→ Objective 1
Duplicate the part of the devotional on trust starting with "I opened my" and going on through "in His hands.".
→ Objective 2
Finish out the next part of the devotional on trust, picking up right after its last sentence.
--- START OF Text passage ---
When the Pastor arrived, he sat by her bedside and gently took her hand. Leaning in he listened carefully to the tear-filled words.

The rest of this devotional is at Laced With Grace today. The story is one of trust - in a God who hears and answers prayer. Please join me there.

Blessings,
Linda

Wednesday, October 16, 2013

Journety to Trust - Surrender - Day 16


"By wisdom the Lord founded the earth; by understanding He created the heavens. By His knowledge the deep fountains of the earth burst forth, and the dew settles beneath the night sky."
 Proverbs 3:19,20

Somewhere in the long days of teetering between fear and faith there began a slow process of letting go. I stood small before the creator of heaven and earth and began to catch a glimpse of who He is. And how He loves.

I read verse after verse and the vague form began to take shape. The image of hard task master and judge faded, and truth painted a picture of mercy and grace. I reached Psalm 139 and wept at the depth of His love. My hungry heart embraced the understanding that here was the Author of my life - writing my story before I took a single breath.

This was not a whimsical God - loving one minute and distant the next. His thoughts about me are more numerous than the grains of sand. He places His hand of blessing on my head and assures me that nothing can every separate us.

This mighty God; this One who holds eternity in His hands waited. The thought takes my breath away. He waited for me to choose. I look back now and wonder at such love - and patience. Then He asked, in the gentlest of voices, "Do you love Me enough to trust Me?"

I opened my hands. Opened to let go and to receive. In that moment of surrender the tears flowed. Tears of sorrow and joy all mingled together. I understood in that moment that I was letting go of everyone and everything most dear to me and placing it all in His hands.

And there was such peace.

"For I know the plans I have for you," declares the Lord, "plans to prosper you and not to harm you, plans to give you hope and a future."
 Jeremiah 29:11

Joining Jennifer today too.

 

Blessings,
Linda





Tuesday, October 15, 2013

Journey to Trust - Peace - Day 15


One day slipped into the next. Weeks passed, and I began to notice something different. The circumstances hadn't changed, not one little bit, but I was no longer bent under the weight of them. In fact, I was taken aback to realize I had actually stopped worrying.
--- END OF Text passage ---
--- START OF Extracted material ---
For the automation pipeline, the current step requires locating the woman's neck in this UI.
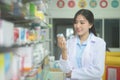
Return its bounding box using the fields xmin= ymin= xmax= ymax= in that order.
xmin=79 ymin=33 xmax=89 ymax=43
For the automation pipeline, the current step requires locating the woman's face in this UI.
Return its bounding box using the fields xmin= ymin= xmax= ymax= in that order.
xmin=74 ymin=15 xmax=92 ymax=36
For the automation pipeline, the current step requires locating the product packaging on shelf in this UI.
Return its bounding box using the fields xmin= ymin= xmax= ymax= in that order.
xmin=0 ymin=19 xmax=14 ymax=47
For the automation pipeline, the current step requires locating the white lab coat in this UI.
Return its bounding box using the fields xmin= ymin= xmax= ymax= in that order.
xmin=60 ymin=34 xmax=106 ymax=80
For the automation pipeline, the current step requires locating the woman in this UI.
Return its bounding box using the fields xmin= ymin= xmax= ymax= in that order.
xmin=57 ymin=9 xmax=106 ymax=80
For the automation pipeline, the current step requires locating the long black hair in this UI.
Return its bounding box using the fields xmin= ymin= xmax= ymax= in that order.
xmin=73 ymin=9 xmax=97 ymax=36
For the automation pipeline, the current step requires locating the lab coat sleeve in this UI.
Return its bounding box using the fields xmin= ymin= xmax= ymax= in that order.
xmin=71 ymin=41 xmax=106 ymax=80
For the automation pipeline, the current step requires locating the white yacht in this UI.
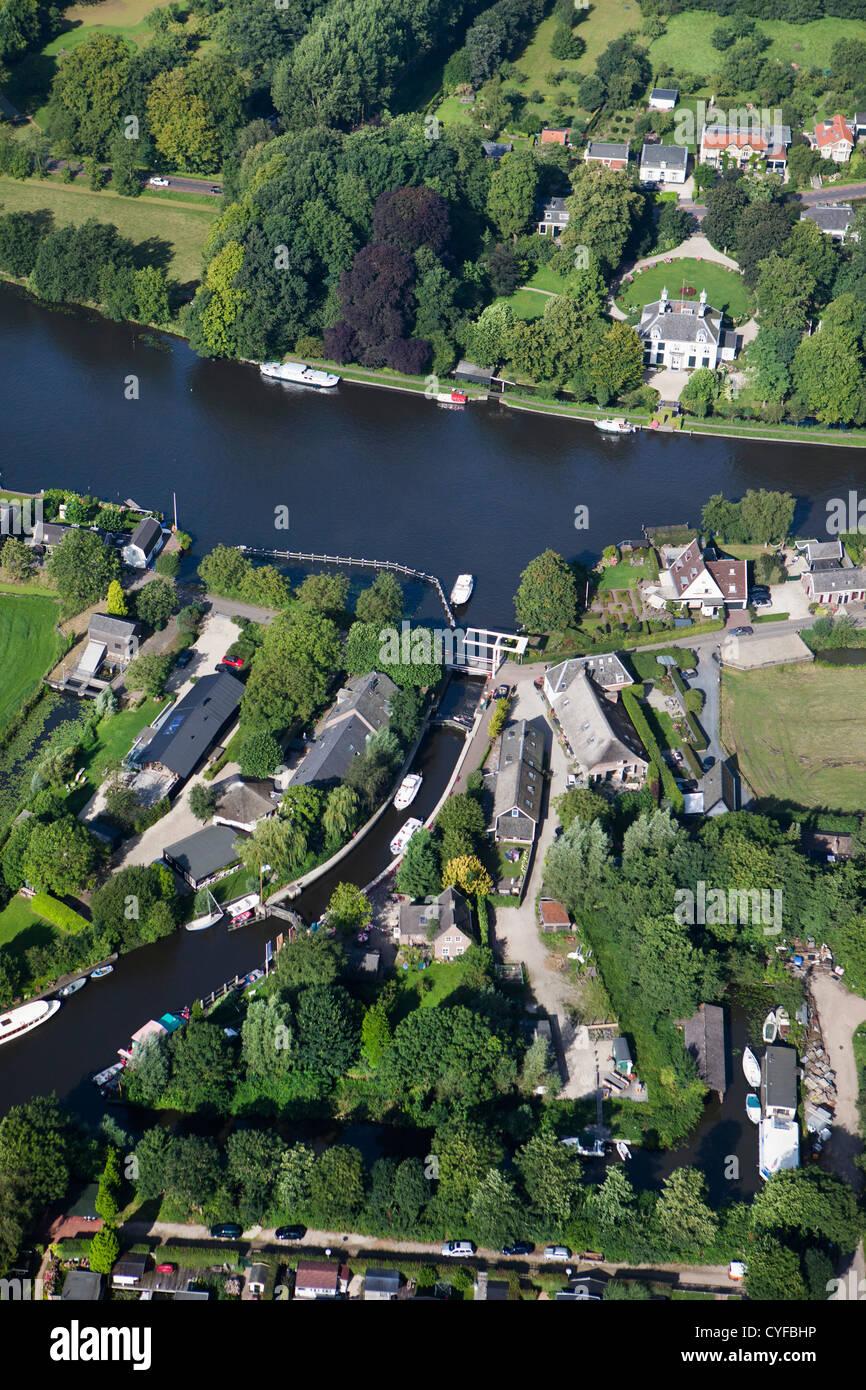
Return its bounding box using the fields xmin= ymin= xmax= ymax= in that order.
xmin=393 ymin=773 xmax=424 ymax=810
xmin=0 ymin=999 xmax=60 ymax=1043
xmin=595 ymin=416 xmax=638 ymax=434
xmin=259 ymin=361 xmax=339 ymax=391
xmin=450 ymin=574 xmax=475 ymax=606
--- END OF Extracted material ---
→ Task result 1
I opened my hands. Opened to let go and to receive. In that moment of surrender the tears flowed. Tears of sorrow and joy all mingled together. I understood in that moment that I was letting go of everyone and everything most dear to me and placing it all in His hands.

→ Task result 2
"What is wrong with me?' I wondered right out loud. "Don't I care any more? Have I just given up?"

The answer came in the silence. "This is peace. My peace."

There it was. So simple - or rather simply a miracle. I had, like the disciples huddled in fear on a tiny boat in the midst of a life-threatening storm, found peace. Peace extended His hand and rescued me. He came softly and quietly went about the work of healing my broken heart.

"Peace I leave with you; My peace I give you. I do not give to you as the world gives. Do not let your hearts be troubled and do not be afraid."
John 14:27

There was something else though. Something more than learning to praise in the midst of suffering. Something He had been trying to teach me all my life.

It too came slowly - as the Spirit took the living Word and sliced right through the core of me. I found I could not speak about who God is without the truth of it seeping down into my soul. Long before my head nodded ascent, my heart knew.

And I began to release the tight-fisted grip I thought I had on control and open my hands to Him. To receive whatever He, in love, deemed best; to believe He is all He has said He is; to TRUST HIM.

Blessings,
Linda


Monday, October 14, 2013

Journey to Trust - The Sacrifice of Praise - Day 14


Can I make a little confession here? There was a time when I didn't understand the true meaning of worship.

The first time I attended a charismatic church service I looked at the raised faces and uplifted hands and wondered. Wondered, in my own little "judgementy," critical sort of way, if the hearts of those people were so perfectly right with God they felt comfortable doing that. It was that old "works" mentality rearing its ugly head again. I somehow thought I couldn't worship unless everything was perfectly right between me and God. And heaven knew, I was far from perfect.

Slowly I came to realize worship has nothing to do with my worth and everything to do with His. I come to Him, dressed in dirty rags with nothing to offer but faith. He reaches down and wraps me in a robe of righteousness - the one purchased with the blood of His own Son. My heart bows low in worship, and I begin to praise. Not because it is something God needs to hear to somehow feed His ego (I confess, I wondered about praise too.), but because it reminds me of who He is. And in the process I am changed.

In the middle of the deep valley, I began to walk a path of praise. I said He was good, merciful, faithful and compassionate. I said He loved me with a forever love, and He always kept His promises. In the face of unanswered prayer and deep disappointment, I said He was a God of miracles - all-powerful, all-knowing, wise beyond my wildest imagination.

I said the words, but they didn't touch my heart. Day after day, I prayed from the Psalms using the spirit-filled words of others who had known suffering and praised God anyway. Day after day, I went through the motions.

Nothing changed, and then everything changed.

Blessings,
Linda






Sunday, October 13, 2013

Journery to Trust - Choose to Praise - Day 13


We make a choice to praise. It is not made lightly in the face of suffering, but it is a choice that leads to blessing - in God's way; in God's time.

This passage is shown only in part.